Arrange every line from the start of the rows through the line containing "pixel 493 368", inclusive, as a numbered list, leaving out blank lines.

-- Start Information supplied --

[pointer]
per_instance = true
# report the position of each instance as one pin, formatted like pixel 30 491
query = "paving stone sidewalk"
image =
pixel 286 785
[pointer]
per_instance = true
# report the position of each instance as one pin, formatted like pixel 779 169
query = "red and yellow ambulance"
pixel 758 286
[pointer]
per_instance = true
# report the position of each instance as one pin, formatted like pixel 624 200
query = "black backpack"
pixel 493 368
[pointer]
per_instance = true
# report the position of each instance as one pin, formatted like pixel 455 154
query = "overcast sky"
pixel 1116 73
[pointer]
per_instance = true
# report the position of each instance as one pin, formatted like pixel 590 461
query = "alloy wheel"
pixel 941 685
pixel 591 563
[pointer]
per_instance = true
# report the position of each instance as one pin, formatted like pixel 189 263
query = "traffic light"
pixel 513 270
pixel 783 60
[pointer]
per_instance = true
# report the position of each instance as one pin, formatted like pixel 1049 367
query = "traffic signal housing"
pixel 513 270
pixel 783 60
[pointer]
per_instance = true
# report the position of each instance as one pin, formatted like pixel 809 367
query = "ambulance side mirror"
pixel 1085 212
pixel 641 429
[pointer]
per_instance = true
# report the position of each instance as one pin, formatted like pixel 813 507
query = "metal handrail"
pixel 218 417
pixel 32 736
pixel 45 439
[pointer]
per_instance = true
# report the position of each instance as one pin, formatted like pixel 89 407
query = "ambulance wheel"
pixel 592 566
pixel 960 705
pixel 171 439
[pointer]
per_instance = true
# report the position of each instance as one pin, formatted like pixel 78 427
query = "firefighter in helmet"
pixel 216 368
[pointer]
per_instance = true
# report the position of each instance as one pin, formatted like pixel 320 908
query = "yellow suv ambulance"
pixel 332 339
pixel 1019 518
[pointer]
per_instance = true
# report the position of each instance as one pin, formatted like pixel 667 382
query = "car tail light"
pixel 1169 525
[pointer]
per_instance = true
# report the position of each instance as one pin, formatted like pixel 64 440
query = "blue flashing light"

-- End Information supplied --

## Solution to this problem
1. [pointer]
2. per_instance = true
3. # report the position of each instance as one pin, formatted like pixel 30 491
4. query = "paving stone sidewalk"
5. image =
6. pixel 286 785
7. [pointer]
8. per_instance = true
9. # report the position of each instance as one pin, formatted like pixel 779 169
10. query = "red and yellow ambulance"
11. pixel 758 286
12. [pointer]
13. per_instance = true
14. # report the position of each instance as one pin, formatted like pixel 624 200
15. query = "black backpack"
16. pixel 493 368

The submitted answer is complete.